▶ GIVEN PASSAGE:

Morgan: 51-49 to Labor

New polls record solid movement to the Coalition nationally, and encouraging findings for the Liberals in two of their Tasmanian seats.

The latest fortnightly face-to-face plus SMS poll from Roy Morgan records movement to the Coalition, who are up 2.5% on the primary vote to 41.5%, with Labor down 1.5% to 34.5% and the Greens down 0.5% to 13.5%. This leaves Labor’s two-party lead at 51-49 on both previous election and respondent-allocated measures, respectively compared with 53-47 and 53.5-46.5 last time. Note that only the second of the two weekend polling periods took place after Bill Shorten’s appearances at the trade union royal commission.

▶ TASK DESCRIPTION:
Quote the Morgan poll article word for word, starting with "Morgan: 51-49 to" and going on through "their Tasmanian seats.". The records come from a separate source, not from the Morgan poll article.

▶ Stored data:
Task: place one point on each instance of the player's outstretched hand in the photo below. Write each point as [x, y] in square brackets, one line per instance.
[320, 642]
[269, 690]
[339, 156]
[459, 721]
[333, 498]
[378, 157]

▶ RESULT FOR THIS EXERCISE:
Morgan: 51-49 to Labor

New polls record solid movement to the Coalition nationally, and encouraging findings for the Liberals in two of their Tasmanian seats.